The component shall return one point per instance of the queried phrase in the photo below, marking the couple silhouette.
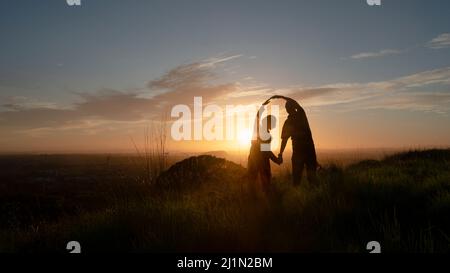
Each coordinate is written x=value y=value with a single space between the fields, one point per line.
x=296 y=128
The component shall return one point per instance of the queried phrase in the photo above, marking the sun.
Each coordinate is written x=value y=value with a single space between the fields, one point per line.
x=244 y=137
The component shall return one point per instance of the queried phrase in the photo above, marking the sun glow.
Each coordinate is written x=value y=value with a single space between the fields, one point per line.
x=244 y=137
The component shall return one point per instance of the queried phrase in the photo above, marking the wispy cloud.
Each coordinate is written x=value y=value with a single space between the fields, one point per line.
x=411 y=92
x=440 y=42
x=377 y=54
x=117 y=107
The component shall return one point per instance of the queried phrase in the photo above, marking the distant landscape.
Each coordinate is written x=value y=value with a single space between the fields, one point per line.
x=121 y=203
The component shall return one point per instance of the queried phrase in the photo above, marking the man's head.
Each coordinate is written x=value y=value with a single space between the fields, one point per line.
x=291 y=107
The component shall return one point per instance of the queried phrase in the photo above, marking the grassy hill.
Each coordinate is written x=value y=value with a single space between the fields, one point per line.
x=205 y=204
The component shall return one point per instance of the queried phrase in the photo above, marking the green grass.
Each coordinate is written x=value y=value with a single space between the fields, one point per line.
x=205 y=204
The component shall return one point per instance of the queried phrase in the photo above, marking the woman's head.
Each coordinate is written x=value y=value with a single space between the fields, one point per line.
x=291 y=107
x=269 y=122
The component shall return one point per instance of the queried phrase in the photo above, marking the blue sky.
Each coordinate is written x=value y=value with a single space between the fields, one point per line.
x=393 y=61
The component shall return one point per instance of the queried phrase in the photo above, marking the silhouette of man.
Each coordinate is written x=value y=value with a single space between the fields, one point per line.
x=297 y=128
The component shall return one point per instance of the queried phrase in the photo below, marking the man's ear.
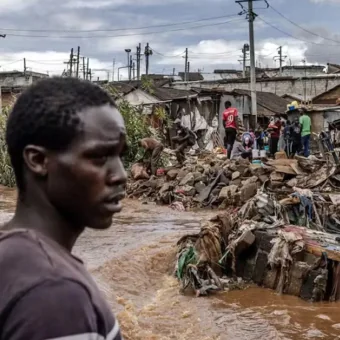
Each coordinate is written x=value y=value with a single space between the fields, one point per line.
x=36 y=159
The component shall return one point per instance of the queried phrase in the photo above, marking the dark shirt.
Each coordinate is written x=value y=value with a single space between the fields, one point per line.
x=295 y=133
x=276 y=132
x=46 y=293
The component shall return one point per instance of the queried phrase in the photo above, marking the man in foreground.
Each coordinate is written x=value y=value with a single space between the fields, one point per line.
x=65 y=138
x=153 y=151
x=230 y=116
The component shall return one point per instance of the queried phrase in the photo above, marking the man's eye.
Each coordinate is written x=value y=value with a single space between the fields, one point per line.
x=100 y=159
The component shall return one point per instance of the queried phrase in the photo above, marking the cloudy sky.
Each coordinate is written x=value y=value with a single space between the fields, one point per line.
x=44 y=31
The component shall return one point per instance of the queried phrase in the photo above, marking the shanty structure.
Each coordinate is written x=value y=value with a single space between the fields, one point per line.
x=268 y=104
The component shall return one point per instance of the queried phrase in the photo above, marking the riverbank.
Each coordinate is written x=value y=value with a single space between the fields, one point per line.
x=133 y=264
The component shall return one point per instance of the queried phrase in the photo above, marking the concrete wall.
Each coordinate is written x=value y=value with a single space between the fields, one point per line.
x=311 y=86
x=329 y=97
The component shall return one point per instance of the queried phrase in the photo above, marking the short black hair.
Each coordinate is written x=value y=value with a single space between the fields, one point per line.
x=46 y=114
x=227 y=104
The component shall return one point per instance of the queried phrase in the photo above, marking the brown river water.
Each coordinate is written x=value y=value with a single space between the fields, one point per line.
x=133 y=264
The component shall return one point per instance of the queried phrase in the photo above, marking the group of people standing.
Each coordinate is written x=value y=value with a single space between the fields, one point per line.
x=293 y=137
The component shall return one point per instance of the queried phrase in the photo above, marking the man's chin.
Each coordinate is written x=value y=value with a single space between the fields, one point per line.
x=101 y=225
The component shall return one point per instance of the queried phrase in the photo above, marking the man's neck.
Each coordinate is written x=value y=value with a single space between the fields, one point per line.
x=41 y=216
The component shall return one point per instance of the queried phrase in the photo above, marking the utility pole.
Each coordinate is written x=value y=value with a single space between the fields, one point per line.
x=280 y=58
x=84 y=68
x=113 y=68
x=25 y=68
x=139 y=50
x=147 y=52
x=186 y=65
x=245 y=51
x=251 y=18
x=71 y=62
x=130 y=67
x=78 y=54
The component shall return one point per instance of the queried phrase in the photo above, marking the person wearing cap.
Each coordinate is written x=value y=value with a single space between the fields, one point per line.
x=239 y=150
x=305 y=131
x=153 y=150
x=185 y=138
x=230 y=116
x=295 y=137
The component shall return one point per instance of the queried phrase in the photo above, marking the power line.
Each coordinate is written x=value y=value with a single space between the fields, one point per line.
x=167 y=56
x=124 y=35
x=119 y=35
x=302 y=28
x=119 y=29
x=290 y=35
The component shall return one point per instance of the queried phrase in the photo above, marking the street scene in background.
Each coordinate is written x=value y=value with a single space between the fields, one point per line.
x=170 y=170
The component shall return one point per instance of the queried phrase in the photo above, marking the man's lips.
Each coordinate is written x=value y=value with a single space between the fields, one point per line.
x=112 y=203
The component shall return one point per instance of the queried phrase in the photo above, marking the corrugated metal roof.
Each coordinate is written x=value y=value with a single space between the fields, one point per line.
x=267 y=102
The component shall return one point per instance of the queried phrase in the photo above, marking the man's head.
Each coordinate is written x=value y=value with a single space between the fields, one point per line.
x=303 y=111
x=227 y=104
x=65 y=138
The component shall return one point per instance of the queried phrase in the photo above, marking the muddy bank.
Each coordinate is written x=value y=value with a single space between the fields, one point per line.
x=133 y=263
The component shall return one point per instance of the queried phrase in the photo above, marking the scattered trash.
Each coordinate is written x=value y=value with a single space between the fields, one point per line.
x=274 y=232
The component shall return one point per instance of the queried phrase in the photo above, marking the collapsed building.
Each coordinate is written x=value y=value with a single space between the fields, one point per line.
x=279 y=227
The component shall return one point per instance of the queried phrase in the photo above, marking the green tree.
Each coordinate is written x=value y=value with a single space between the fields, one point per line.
x=7 y=177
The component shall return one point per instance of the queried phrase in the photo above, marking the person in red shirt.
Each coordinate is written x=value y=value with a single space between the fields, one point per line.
x=274 y=135
x=230 y=115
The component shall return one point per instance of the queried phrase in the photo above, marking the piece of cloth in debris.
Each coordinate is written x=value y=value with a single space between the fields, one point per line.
x=285 y=245
x=305 y=205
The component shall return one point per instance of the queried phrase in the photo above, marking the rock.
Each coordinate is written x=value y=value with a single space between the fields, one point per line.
x=263 y=178
x=228 y=192
x=260 y=267
x=276 y=176
x=172 y=174
x=245 y=241
x=188 y=180
x=235 y=175
x=198 y=176
x=248 y=191
x=271 y=278
x=166 y=187
x=200 y=186
x=233 y=167
x=200 y=168
x=292 y=183
x=297 y=274
x=187 y=190
x=237 y=182
x=250 y=180
x=182 y=174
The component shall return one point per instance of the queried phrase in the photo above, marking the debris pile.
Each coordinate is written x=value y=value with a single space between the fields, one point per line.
x=211 y=180
x=287 y=239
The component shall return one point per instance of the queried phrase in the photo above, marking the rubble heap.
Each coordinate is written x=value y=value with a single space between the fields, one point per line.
x=211 y=180
x=290 y=244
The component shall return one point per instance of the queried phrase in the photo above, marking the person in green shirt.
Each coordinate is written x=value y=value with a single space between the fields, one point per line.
x=305 y=131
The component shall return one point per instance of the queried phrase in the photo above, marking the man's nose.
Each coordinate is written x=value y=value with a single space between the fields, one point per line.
x=117 y=174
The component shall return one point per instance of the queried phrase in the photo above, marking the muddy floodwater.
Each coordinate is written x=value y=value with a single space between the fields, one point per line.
x=133 y=264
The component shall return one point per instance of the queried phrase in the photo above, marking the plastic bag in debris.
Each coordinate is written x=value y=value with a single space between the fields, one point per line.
x=138 y=171
x=285 y=245
x=177 y=206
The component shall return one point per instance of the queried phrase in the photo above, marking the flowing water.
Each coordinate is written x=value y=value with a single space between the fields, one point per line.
x=133 y=263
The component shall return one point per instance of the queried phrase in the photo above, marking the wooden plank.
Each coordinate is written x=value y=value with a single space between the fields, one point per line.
x=282 y=161
x=318 y=250
x=284 y=169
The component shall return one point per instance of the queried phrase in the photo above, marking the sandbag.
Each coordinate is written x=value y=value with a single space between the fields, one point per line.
x=138 y=171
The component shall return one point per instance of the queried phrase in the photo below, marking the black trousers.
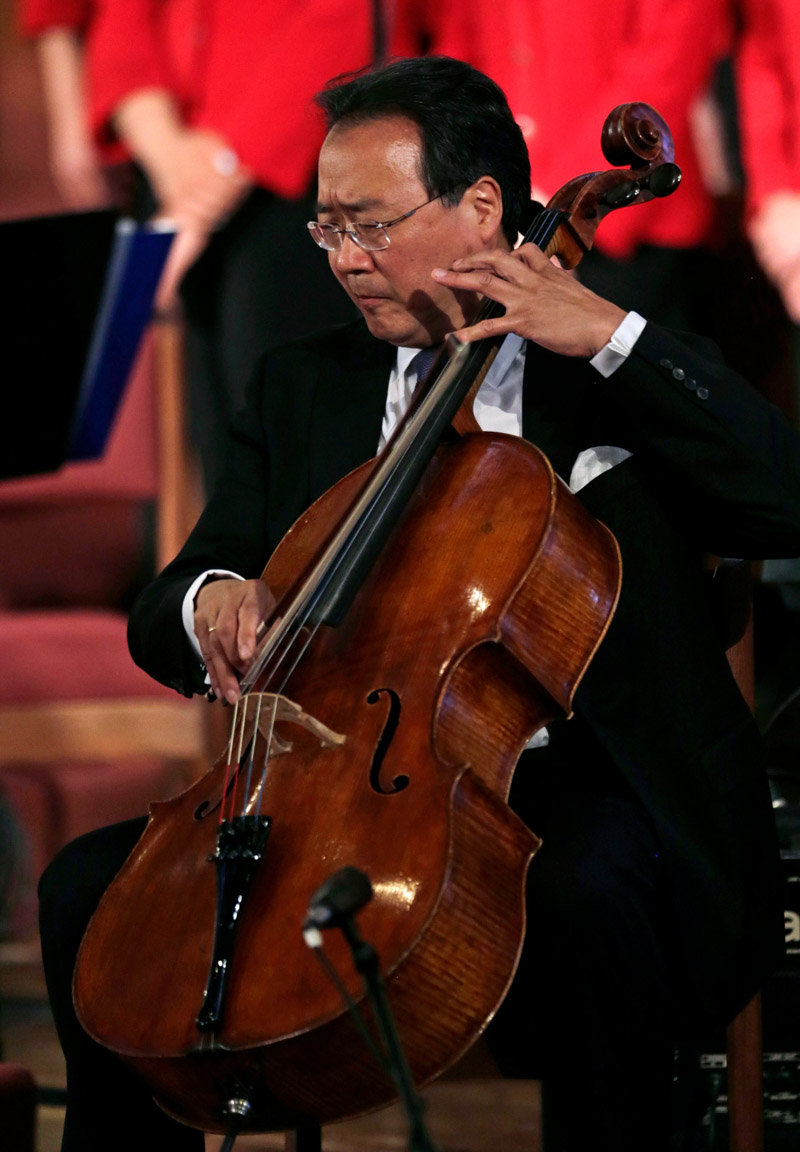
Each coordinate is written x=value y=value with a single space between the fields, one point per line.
x=590 y=1009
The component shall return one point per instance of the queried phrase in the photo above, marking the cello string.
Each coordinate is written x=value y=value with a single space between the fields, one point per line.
x=227 y=766
x=268 y=755
x=239 y=755
x=253 y=752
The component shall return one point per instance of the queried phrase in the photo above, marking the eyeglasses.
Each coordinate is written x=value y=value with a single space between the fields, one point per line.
x=371 y=236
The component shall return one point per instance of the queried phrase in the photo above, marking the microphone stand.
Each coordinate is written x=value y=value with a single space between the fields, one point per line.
x=368 y=965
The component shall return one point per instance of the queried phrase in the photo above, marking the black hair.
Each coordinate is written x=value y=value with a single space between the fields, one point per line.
x=465 y=122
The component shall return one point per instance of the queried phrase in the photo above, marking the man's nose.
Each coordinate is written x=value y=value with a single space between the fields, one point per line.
x=351 y=257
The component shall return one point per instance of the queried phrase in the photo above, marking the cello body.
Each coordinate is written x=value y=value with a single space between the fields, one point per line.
x=472 y=630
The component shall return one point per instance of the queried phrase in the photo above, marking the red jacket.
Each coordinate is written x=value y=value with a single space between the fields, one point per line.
x=768 y=78
x=564 y=67
x=36 y=16
x=246 y=68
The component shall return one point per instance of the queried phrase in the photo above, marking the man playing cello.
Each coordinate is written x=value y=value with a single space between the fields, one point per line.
x=656 y=893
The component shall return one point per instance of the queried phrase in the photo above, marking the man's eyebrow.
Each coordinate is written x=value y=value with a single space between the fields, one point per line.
x=353 y=206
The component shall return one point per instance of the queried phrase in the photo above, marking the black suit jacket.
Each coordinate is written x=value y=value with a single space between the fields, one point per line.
x=712 y=468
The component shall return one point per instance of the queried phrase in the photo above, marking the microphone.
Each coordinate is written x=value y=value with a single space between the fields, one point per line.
x=339 y=897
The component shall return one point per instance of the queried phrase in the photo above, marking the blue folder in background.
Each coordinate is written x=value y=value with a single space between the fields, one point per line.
x=135 y=266
x=80 y=289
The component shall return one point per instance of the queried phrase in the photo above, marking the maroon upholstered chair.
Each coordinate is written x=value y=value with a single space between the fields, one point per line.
x=85 y=736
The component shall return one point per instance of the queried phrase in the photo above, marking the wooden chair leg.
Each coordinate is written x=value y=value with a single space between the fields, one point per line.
x=745 y=1094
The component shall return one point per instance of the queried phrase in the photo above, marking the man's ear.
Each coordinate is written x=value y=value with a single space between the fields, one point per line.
x=485 y=199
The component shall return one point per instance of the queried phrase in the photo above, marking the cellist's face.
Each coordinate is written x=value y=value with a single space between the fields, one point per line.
x=370 y=172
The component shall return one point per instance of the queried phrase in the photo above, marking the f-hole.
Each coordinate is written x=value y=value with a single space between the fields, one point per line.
x=386 y=737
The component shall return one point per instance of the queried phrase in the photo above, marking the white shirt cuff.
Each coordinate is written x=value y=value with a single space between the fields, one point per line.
x=620 y=346
x=188 y=608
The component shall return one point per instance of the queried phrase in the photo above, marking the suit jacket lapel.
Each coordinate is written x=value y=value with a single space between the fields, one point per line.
x=348 y=408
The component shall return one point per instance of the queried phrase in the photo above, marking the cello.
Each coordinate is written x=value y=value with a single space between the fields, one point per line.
x=364 y=736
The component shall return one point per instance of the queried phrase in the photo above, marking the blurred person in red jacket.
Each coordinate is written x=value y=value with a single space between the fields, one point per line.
x=768 y=77
x=58 y=29
x=212 y=101
x=563 y=75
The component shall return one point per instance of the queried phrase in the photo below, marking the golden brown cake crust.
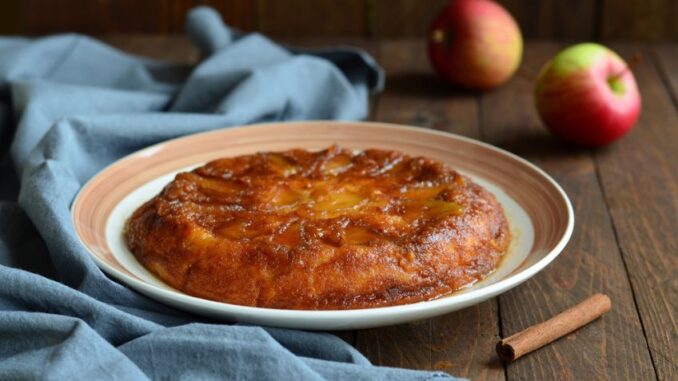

[AIM] Rewrite the material from the line containing "the cello body." down to the line containing "x=712 y=468", changing "component" to "module" and leaving everything else unchanged.

[ANSWER TO THE EXERCISE]
The module shall return one point per instance of the queried phrase in the photo above, marking the cello body.
Each coordinate is written x=value y=value with a single space between the fields, one point per line.
x=472 y=630
The module shall return one point per instance of the queried phrase in the photo above, marking the red jacket.
Each coordinate is written x=value y=value with a single space between the fields, one point per line.
x=768 y=78
x=564 y=67
x=36 y=16
x=246 y=68
The module shall return one point per instance of the queried phrase in the photo above, marking the man playing cello.
Each coordinate is written x=value y=value with a single space between the fields, one point per line.
x=656 y=893
The module shall return one point per instance of the queried phrase in the photo above, marking the man's eyebrow.
Each coordinate is written x=value y=value with a single space between the fields, one point per line.
x=353 y=206
The module shall return one point per instance of the queried phrase in the photo above, marking the black suit jacket.
Each coordinate is written x=value y=value with a single space between the fields, one point per line.
x=712 y=468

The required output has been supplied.